Materials provided>
● ● ● ● ● ● ●

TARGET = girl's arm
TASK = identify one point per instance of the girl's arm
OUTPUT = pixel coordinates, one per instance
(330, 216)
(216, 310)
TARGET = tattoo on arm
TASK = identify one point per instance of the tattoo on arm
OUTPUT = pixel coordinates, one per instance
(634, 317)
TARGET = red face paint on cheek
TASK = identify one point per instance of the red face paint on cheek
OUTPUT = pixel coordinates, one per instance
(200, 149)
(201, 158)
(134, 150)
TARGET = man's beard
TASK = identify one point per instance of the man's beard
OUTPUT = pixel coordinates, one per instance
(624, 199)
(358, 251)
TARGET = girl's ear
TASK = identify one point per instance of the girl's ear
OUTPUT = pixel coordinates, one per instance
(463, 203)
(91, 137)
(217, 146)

● ● ● ● ● ● ●

Please copy, exactly as written, every line in the listing above from the line with "TASK = identify one point per instance of the man's" up to and including the line with "TASK = identify one point per instance of the girl's ear".

Final answer>
TASK = identify one point per instance of the man's beard
OUTPUT = pixel coordinates, one per instance
(624, 199)
(358, 251)
TARGET = girl's ear
TASK = identify one point per instance of the girl's ear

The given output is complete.